→ Challenge
Set the listing down unchanged, minus every embedded image.

+ + + + +

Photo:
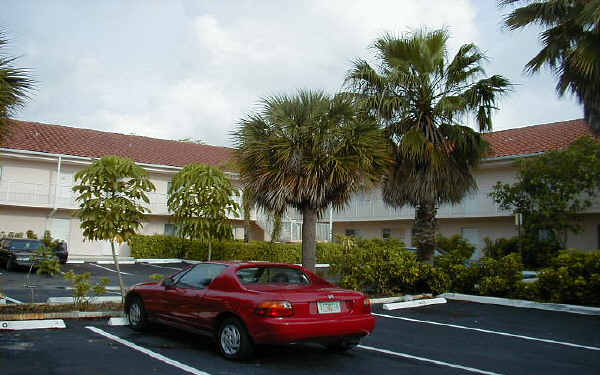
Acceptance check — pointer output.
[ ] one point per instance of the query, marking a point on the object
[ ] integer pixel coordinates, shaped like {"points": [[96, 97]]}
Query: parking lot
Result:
{"points": [[28, 287], [452, 338]]}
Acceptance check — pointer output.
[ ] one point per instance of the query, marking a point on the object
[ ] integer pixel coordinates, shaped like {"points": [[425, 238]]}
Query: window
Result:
{"points": [[200, 276], [272, 275], [352, 232], [545, 234], [170, 230], [386, 233]]}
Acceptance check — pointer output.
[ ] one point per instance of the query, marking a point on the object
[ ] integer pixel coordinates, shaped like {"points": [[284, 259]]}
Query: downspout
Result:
{"points": [[331, 223], [55, 205]]}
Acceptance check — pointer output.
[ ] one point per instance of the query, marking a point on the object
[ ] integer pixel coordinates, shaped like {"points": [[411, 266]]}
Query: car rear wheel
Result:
{"points": [[342, 345], [136, 314], [233, 340]]}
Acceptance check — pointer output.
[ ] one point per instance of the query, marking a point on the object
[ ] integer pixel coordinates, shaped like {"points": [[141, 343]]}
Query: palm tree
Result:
{"points": [[308, 151], [421, 99], [571, 46], [15, 86]]}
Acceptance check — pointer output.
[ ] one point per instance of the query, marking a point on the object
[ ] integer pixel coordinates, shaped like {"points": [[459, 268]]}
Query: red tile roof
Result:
{"points": [[34, 136], [65, 140], [536, 138]]}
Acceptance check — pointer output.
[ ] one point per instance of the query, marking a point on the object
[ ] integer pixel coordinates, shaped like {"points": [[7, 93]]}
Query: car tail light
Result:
{"points": [[275, 309], [367, 305]]}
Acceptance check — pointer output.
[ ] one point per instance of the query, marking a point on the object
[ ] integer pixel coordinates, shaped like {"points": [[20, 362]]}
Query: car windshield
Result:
{"points": [[25, 245], [272, 275]]}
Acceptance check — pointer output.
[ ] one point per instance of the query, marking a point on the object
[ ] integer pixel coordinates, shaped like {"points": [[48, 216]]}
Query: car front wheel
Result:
{"points": [[136, 314], [233, 340]]}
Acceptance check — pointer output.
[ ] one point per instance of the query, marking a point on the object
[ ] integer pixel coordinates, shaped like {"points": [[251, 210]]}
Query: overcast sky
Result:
{"points": [[175, 69]]}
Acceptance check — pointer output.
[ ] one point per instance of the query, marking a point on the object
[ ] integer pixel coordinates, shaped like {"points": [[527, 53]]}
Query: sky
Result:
{"points": [[192, 69]]}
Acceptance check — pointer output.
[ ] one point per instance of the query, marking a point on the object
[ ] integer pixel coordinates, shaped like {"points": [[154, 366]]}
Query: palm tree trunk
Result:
{"points": [[309, 236], [424, 230], [116, 260]]}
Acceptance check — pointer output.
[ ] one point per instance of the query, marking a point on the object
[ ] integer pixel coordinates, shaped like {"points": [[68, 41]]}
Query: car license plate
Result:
{"points": [[329, 307]]}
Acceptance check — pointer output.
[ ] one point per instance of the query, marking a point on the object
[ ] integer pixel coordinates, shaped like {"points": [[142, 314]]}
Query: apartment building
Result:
{"points": [[38, 163]]}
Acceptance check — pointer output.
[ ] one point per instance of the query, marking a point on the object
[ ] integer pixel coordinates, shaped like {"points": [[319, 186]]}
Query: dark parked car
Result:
{"points": [[20, 252], [242, 304]]}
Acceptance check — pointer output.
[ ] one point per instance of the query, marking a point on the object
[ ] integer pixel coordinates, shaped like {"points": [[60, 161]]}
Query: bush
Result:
{"points": [[455, 244], [534, 253], [161, 246], [573, 277]]}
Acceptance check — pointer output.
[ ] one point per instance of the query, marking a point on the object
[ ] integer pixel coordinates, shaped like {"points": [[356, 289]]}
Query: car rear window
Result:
{"points": [[25, 245], [272, 275]]}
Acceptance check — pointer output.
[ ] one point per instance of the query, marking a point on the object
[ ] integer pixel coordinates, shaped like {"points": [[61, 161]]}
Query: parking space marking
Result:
{"points": [[404, 355], [491, 332], [148, 352], [12, 300], [110, 269], [154, 265]]}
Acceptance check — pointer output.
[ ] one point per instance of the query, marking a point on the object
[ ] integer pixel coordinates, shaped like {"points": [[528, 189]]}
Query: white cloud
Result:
{"points": [[206, 64]]}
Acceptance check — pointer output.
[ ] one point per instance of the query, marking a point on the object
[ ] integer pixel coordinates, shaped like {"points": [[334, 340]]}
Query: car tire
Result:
{"points": [[342, 346], [11, 265], [234, 341], [136, 314]]}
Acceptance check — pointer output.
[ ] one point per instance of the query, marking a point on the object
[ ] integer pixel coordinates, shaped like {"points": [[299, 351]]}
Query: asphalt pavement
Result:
{"points": [[452, 338]]}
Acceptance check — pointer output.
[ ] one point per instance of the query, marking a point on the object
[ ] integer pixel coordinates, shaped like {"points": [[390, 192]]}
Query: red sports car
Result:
{"points": [[242, 304]]}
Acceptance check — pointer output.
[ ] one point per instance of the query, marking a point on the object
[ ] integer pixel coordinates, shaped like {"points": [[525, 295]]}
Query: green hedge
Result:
{"points": [[384, 267], [161, 246]]}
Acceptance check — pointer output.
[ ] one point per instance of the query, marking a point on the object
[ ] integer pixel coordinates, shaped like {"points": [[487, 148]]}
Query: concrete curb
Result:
{"points": [[409, 304], [113, 262], [69, 300], [158, 261], [118, 321], [575, 309], [31, 324], [405, 298], [60, 315]]}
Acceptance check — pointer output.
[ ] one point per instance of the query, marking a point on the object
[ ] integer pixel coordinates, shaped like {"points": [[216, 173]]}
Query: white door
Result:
{"points": [[60, 229], [472, 235]]}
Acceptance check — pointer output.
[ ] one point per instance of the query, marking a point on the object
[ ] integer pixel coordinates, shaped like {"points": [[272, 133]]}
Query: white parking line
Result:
{"points": [[12, 300], [154, 265], [109, 269], [404, 355], [492, 332], [148, 352]]}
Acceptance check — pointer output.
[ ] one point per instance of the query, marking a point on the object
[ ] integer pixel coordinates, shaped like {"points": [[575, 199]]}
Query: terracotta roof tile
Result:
{"points": [[65, 140], [537, 138], [34, 136]]}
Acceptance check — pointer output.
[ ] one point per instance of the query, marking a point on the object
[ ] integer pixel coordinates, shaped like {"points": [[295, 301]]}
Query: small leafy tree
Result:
{"points": [[48, 262], [552, 188], [110, 196], [82, 288], [200, 199]]}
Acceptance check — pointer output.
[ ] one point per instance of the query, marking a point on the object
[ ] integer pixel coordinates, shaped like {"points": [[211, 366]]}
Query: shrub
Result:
{"points": [[573, 277], [161, 246], [82, 288], [534, 253], [455, 244]]}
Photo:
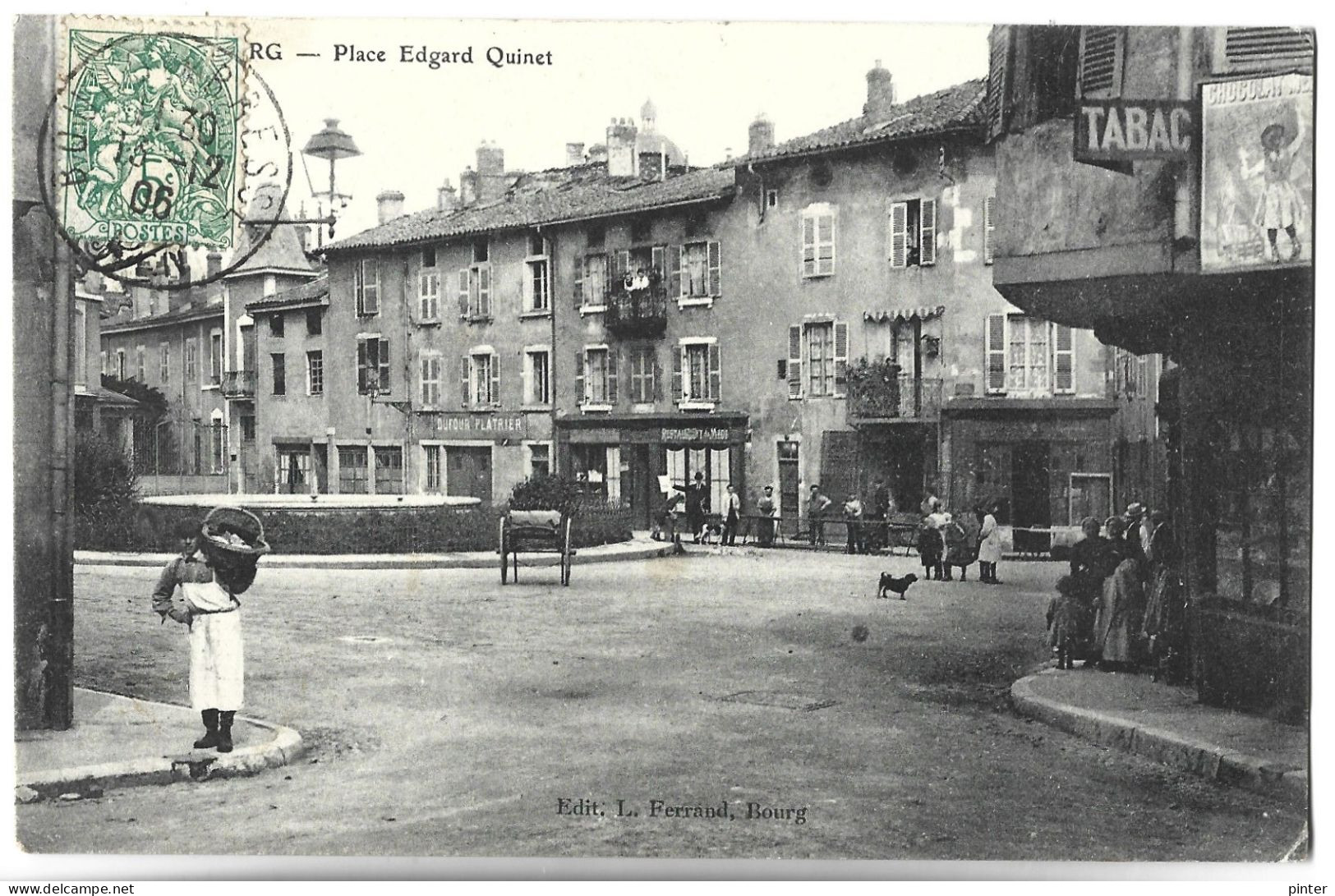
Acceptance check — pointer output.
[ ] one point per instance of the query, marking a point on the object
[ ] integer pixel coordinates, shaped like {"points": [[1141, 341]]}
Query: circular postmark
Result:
{"points": [[167, 146]]}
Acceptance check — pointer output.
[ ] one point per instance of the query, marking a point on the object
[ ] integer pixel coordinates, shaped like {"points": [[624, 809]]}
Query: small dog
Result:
{"points": [[897, 584]]}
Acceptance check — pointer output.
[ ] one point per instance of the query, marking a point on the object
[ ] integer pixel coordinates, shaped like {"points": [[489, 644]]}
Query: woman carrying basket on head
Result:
{"points": [[218, 563]]}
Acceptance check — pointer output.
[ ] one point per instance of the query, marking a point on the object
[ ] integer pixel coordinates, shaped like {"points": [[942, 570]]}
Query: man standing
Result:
{"points": [[765, 508]]}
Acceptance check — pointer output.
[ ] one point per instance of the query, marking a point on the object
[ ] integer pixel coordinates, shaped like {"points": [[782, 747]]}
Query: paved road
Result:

+ + + + +

→ Solution to this problem
Photo:
Acceptance check — pointer output.
[ ] one point per instance of the query, marking a point on the object
[ ] integer pixel coordinates, shaped like {"points": [[96, 97]]}
Query: parking lot
Result:
{"points": [[28, 287], [452, 338]]}
Acceptance check — pointer output.
[ ] one point per instance of the query, marking a point on the object
[ ] integer pixel coordinates, shaped like {"points": [[425, 238]]}
Query: window
Result:
{"points": [[200, 276], [272, 275], [352, 232], [545, 234], [170, 230], [386, 233]]}
Acceptance check — pointer output.
[ ] one point per instance of the query, marking a point on the object
[ ] integer pixel coordinates, shaped like {"points": [[284, 259]]}
Query: downspout
Result:
{"points": [[331, 223], [55, 205]]}
Acceptance check — pointer output.
[ ] one point per instance of the query, marking a point on the object
[ ] integer pixel coordinates, shaped like {"points": [[411, 266]]}
Query: car rear wheel
Result:
{"points": [[342, 345], [136, 314], [233, 340]]}
Acceptance check — pointer output.
[ ] one point per instance of the query, marking a point on the object
[ ] integer pixel coordinates, shaped like {"points": [[141, 343]]}
Query: palm tree
Result:
{"points": [[308, 151], [421, 99], [571, 46], [15, 86]]}
Acceptance check — pointer output.
[ ] one point per instance of the query, marking a point on the object
[ ] integer pixel coordinates, shaped like {"points": [[459, 268]]}
Query: red tile roof
Result:
{"points": [[34, 136], [65, 140], [536, 138]]}
Acceptance check — pointer output.
[ ] one point per instance of the query, marking a point on the object
[ ] integer pixel coordinates, shaped like {"points": [[7, 93]]}
Query: car tail light
Result:
{"points": [[275, 309], [367, 305]]}
Acceptance check — pointer output.
[ ] one point per instance of the query, marking a point on the object
[ ] integer pixel coordinates, shaped like {"points": [[20, 362]]}
Query: car windshield
Result:
{"points": [[25, 245], [272, 275]]}
Acceptance check — pointer output.
[ ] one point per instance of the query, marking a point on the object
[ ] integer pixel coordinates, shaped like {"points": [[48, 216]]}
Query: car front wheel
Result:
{"points": [[136, 314], [233, 340]]}
Acceptance check — pointer output.
[ ] one point per instance of the query, marking a point on the object
[ ] integer pixel coordinates, shaped like {"points": [[251, 210]]}
Query: overcast sky
Result:
{"points": [[175, 69]]}
Acceptance check — pointer output.
[ ] one point per instance of the query, marking a point on the object
[ ] integer pixel coordinates, shaped like {"points": [[527, 53]]}
Query: sky
Result:
{"points": [[192, 69]]}
Acceptance check — pointer output.
[ ] one point per instance of the query, marking a point on the object
[ ] integer pixel coordinates, shaped like {"points": [[154, 366]]}
Query: palm tree trunk
Result:
{"points": [[309, 236], [424, 230], [116, 260]]}
Acceptance check — pointer output.
[ ] one point per instance of the query, marking a point on the object
[ ] integer pixel coordinates, shaped like {"points": [[68, 41]]}
Query: car license plate
Result:
{"points": [[329, 307]]}
Acceptance check — pointer output.
[ ] one point per instance of the query, marking a point on the object
[ ] integer pixel coordinates, shaped like {"points": [[142, 314]]}
Query: apartment building
Result:
{"points": [[38, 163]]}
Acceptance check — pointer output.
[ ] one point per instance of the query, marking a point on the object
[ ] integer pixel coordinates, shaped like {"points": [[319, 186]]}
Query: dark parked car
Result:
{"points": [[20, 252], [242, 304]]}
Acceptance check — pointer output.
[ ] one point per instance of the query, marking a point on the object
[ ] integer pixel coordinates, shaped like {"points": [[60, 161]]}
Query: bush
Result:
{"points": [[455, 244], [534, 253], [161, 246], [573, 277]]}
Acceptance check — pointer output.
[ ] one point per instance of the query, marking a point on the object
[ ] integer pixel coordinates, shaped like {"points": [[356, 289]]}
Query: car rear window
Result:
{"points": [[25, 245], [272, 275]]}
Acceptance check — pointer output.
[ ] one point per instance of the query, marking a point on the object
[ ] integer pixel coordinates, shaped like {"points": [[61, 161]]}
Query: parking space marking
Result:
{"points": [[404, 355], [491, 332], [148, 352], [12, 300], [110, 269], [154, 265]]}
Acceptance check — pointer output.
[ ] one point per instance of the query, marking a point on the object
[ ] integer pixel coordinates, shaped like {"points": [[528, 189]]}
Query: white cloud
Result:
{"points": [[206, 64]]}
Acceptance check — pointer output.
[ ] one point per instance of the query, marking a point on the object
[ ] integer pixel coordinates, shaped like {"points": [[334, 340]]}
Query: car tire
Result:
{"points": [[342, 346], [11, 265], [234, 341], [136, 314]]}
Acceptance check — pointer output.
[ ] one point per instance of the query, marking a point on the object
[ ] integer pixel coordinates, shaped like {"points": [[299, 351]]}
Query: asphalt pavement
Result:
{"points": [[452, 338]]}
Acceptance check — pointer output.
[ ] one point per instance of the query, marking a point on the object
[ ] integer pixel coordinates, shaped like {"points": [[390, 192]]}
Query: red sports car
Result:
{"points": [[242, 304]]}
Acceptance check — pointer output.
[ ] one point per instance of the query, marking a point on the object
[ ] integer pixel coordinates, shaped like {"points": [[525, 295]]}
Query: green hedge
Result:
{"points": [[384, 267], [161, 246]]}
Acceptance check — pointer output.
[ ] one point per instance of the query, marking a point on the object
[ ] integer pixel coordinates, shaped like {"points": [[487, 148]]}
Query: concrete curb
Result:
{"points": [[409, 304], [113, 262], [69, 300], [158, 261], [118, 321], [575, 309], [31, 324], [405, 298], [60, 315]]}
Acceptance check — pointer output.
[ ] one point per instance of the query, marking a point on the object
[ ] integer pixel coordinates, shaped like {"points": [[216, 173]]}
Query: white door
Result:
{"points": [[60, 229], [472, 235]]}
Acceptance check — pointer output.
[ ] one point per instance of the query, marking a point on the object
[ ] integer pixel coordinates, shaped like {"points": [[272, 133]]}
Query: white parking line
Result:
{"points": [[12, 300], [154, 265], [109, 269], [404, 355], [492, 332], [148, 352]]}
Acceptance check — pointer output.
[ ] one point per instance of the query, marking a point on the object
[ ] integer pixel coordinates, shaped like {"points": [[575, 199]]}
Query: terracotta roof tile
Result:
{"points": [[65, 140], [537, 138], [34, 136]]}
Acceptance check — pointer output.
[ ] one point per instance of the query, marking a point on the object
[ ] integer pixel coordinates, shaped like {"points": [[295, 301]]}
Query: small leafy tree
Result:
{"points": [[48, 262], [552, 188], [110, 196], [82, 288], [200, 199]]}
Acceptance check — pointer output.
[ ] one point per instance of the query, marking a point on the object
[ ] integer pixel coordinates, shaped like {"points": [[211, 366]]}
Query: shrub
Result:
{"points": [[573, 277], [161, 246], [82, 288], [534, 253], [455, 244]]}
Photo:
Acceptance check — pointer output.
[ ] one point per instance of the query, marking a point on the object
[ ] integer pixel coordinates, shaped like {"points": [[1141, 341]]}
Query: circular postmark
Result:
{"points": [[167, 146]]}
Acceptance check — pointer output.
[ ] one point per instance of the query, marking a point on the object
[ ] integer pixel coordinates, shaped like {"points": [[624, 809]]}
Query: small dog
Result:
{"points": [[897, 584]]}
Acceptance check — pointer output.
[ ] one point per instance of the query, marking a point on the object
[ ] integer pixel coordinates, shaped like {"points": [[489, 644]]}
Query: woman carrying basket on head
Result:
{"points": [[218, 563]]}
Acceptance check — pointer output.
[ ] one point per instance of the query, marking a point on the object
[ ] integer pixel coordinates, shaped like {"points": [[942, 570]]}
Query: man standing
Result:
{"points": [[765, 508]]}
Acceptance check — pointer output.
[ ] one point per instance of the query, marking a point on the object
[ ] integer pixel coordinates, shaped like {"points": [[782, 747]]}
Query: paved road
Result:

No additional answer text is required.